» Task goal:
List each line of the data below that contains the word "white".

» Records shown:

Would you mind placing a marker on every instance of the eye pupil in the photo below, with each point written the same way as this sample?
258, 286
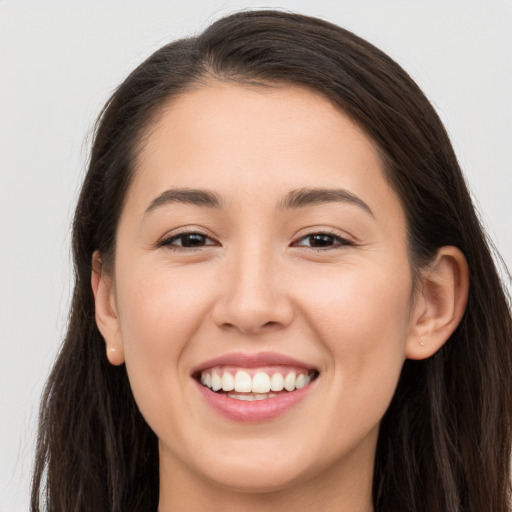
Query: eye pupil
320, 240
192, 240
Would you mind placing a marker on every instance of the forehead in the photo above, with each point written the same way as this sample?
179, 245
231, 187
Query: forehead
239, 140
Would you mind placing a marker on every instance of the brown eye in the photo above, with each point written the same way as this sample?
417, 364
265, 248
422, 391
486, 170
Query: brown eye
190, 240
323, 241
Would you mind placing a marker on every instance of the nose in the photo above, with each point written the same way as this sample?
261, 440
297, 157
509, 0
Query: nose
253, 296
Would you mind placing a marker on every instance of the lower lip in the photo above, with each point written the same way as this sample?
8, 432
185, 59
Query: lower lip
256, 410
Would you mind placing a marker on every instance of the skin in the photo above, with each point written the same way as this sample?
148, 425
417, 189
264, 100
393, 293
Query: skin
256, 284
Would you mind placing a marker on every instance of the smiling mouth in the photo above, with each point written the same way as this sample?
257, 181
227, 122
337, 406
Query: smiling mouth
252, 384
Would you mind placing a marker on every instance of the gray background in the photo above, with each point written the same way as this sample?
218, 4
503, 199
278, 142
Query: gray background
59, 61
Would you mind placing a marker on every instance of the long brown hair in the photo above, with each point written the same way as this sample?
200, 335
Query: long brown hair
445, 441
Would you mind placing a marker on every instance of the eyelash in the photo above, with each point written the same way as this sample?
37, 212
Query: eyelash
337, 241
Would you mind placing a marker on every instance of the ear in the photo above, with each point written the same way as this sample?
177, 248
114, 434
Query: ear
106, 312
440, 303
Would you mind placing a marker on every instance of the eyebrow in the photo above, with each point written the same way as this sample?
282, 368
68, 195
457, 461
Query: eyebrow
192, 196
295, 199
311, 196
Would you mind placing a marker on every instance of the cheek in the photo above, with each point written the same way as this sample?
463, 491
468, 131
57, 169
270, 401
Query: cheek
361, 317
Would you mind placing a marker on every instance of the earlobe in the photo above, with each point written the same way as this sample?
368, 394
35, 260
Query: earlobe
440, 303
106, 312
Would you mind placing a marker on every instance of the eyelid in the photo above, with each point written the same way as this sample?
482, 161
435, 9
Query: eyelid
344, 240
166, 240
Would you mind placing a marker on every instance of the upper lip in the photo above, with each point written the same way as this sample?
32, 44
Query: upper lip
245, 360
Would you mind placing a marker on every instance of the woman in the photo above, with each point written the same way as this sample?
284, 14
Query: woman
283, 295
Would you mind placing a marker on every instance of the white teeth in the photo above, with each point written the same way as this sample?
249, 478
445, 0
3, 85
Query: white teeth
228, 382
277, 382
252, 397
301, 381
289, 382
243, 382
261, 383
216, 381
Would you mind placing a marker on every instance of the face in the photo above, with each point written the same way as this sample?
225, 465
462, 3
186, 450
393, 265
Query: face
260, 246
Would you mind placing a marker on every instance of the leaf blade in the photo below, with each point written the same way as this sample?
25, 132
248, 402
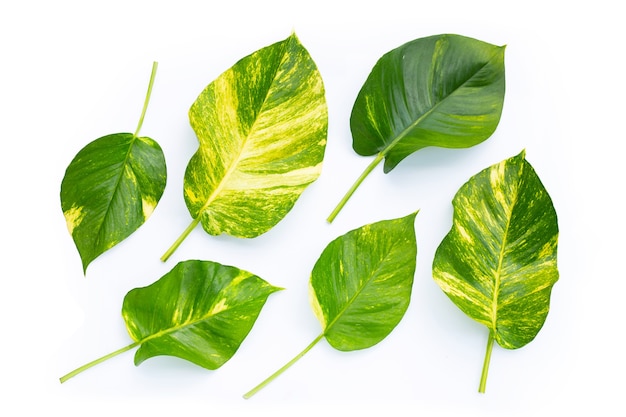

» The reply:
Would you mind placing a marker on every instance of the white teeth in the photo above, with each point written the same way as this sample?
Query: white teeth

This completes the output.